#### Work to complete:
Rewrite every line of the data below as a JSON list of strings, one string per line, leaving out blank lines.

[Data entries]
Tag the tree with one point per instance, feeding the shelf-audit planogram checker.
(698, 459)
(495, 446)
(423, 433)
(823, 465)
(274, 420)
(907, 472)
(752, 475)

#### Exercise response:
[
  "Tag the tree with one point per instance, feeding the shelf-audit planogram checker.",
  "(698, 459)",
  "(495, 446)",
  "(423, 433)",
  "(823, 465)",
  "(274, 420)",
  "(907, 472)",
  "(752, 475)"
]